§ Aim
In the textile quality control question list, which yarn is said to show more strength variability?

---- Excerpted text

- M1Q1: A ring-spun yarn shows more strength variability that a rotor-spun yarn. Can we say that the ring-spun yarn offers better strength quality than the rotor-spun yarn?
- M1Q2: Is it so that the application of statistical techniques for quality control in textiles has started recently?
- M1Q3: Why quality control is at all required?
- M2Q1: Give two examples each on continuous random variable and discrete random variable.
- M2Q2: Why the statistical characteristics of the primary data do not often exactly equal to those of grouped data?
- M2Q3: Is it so that the probability and relative frequency are same?
- M2Q4: Is normal distribution an example of two-parameter distribution?
- M2Q5: How one can conclude whether a sample can be regarded as taken from a population that follows normal distribution?
- M2Q6: Is Binomial distribution can be taken as a limiting form of Poission distribution?
- M3Q1: What is the difference between the parameter and statistic?
- M3Q2: What is the standard error of mean fiber length?
- M3Q3: Why it is not practically possible to obtain a simple random sample as defined?
- M3Q4: Why it is often said that the larger sample can give more precise estimation of population mean?
- M3Q5: While calculation of variance, sometimes the divisor is found to be n-1, where n is sample size, and sometimes it is found as n? Why is it so?
- M3Q6: In order to know whether the newly developed process is superior to the existing process,which test-one-tailed test or two-tailed test-is recommended?
- M3Q7: In order to know whether the newly developed process is different than the existing process, which test-one-tailed test or two-tailed test-is recommended?
- M3Q8: Is it so that the probability of type II error can be reduced by the choice of a larger sample size?
- M4Q1: Is it not possible that a process turns to be out of control because of presence of random variation?
- M4Q2: Is it so that a process can be found to be out-of control even if there is no point falling out of 3-sigma limits?
- M4Q3: If process mean is in control, but the process variability is not in control, can the process be said to be under control?
- M4Q4: Is Shewhart control chart able to detect a small shift in process mean?
- M4Q5: Name the probability distribution that the process defectives can be regarded to follow?
- M4Q6: Name the probability distribution that the process defects can be regarded to follow?

--------
---- Entries

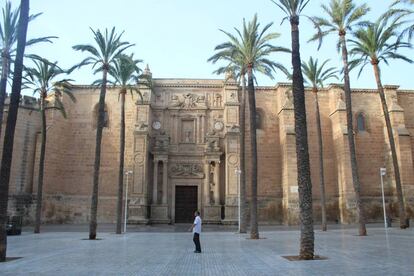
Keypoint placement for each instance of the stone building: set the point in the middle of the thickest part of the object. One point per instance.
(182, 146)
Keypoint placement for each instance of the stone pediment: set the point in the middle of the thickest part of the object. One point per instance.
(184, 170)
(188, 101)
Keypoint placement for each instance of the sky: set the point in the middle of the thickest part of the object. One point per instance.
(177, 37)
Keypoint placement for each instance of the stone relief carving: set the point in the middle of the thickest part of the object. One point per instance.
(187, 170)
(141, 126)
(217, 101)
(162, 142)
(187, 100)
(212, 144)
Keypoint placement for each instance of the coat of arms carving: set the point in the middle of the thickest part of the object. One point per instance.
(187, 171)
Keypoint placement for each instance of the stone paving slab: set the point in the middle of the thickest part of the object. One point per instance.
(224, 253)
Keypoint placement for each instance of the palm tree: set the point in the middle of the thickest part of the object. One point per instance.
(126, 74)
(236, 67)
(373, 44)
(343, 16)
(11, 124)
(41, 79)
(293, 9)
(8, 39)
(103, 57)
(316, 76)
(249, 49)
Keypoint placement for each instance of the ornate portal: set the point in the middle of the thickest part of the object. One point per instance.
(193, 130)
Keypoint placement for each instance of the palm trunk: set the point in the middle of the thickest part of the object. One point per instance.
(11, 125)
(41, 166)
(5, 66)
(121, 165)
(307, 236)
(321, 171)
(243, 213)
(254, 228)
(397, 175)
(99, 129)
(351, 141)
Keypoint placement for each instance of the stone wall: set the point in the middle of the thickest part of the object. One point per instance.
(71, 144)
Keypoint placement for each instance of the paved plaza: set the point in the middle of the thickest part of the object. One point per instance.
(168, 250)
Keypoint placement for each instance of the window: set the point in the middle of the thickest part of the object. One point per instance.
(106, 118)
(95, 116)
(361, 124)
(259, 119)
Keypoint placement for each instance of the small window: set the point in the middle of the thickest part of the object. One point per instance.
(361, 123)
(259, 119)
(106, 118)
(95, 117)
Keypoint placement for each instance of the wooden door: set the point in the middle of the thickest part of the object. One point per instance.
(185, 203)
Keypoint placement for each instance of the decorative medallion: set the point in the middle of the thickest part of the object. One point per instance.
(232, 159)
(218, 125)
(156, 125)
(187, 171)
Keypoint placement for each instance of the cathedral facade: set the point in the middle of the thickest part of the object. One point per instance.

--------

§ Worked answer
The ring-spun yarn.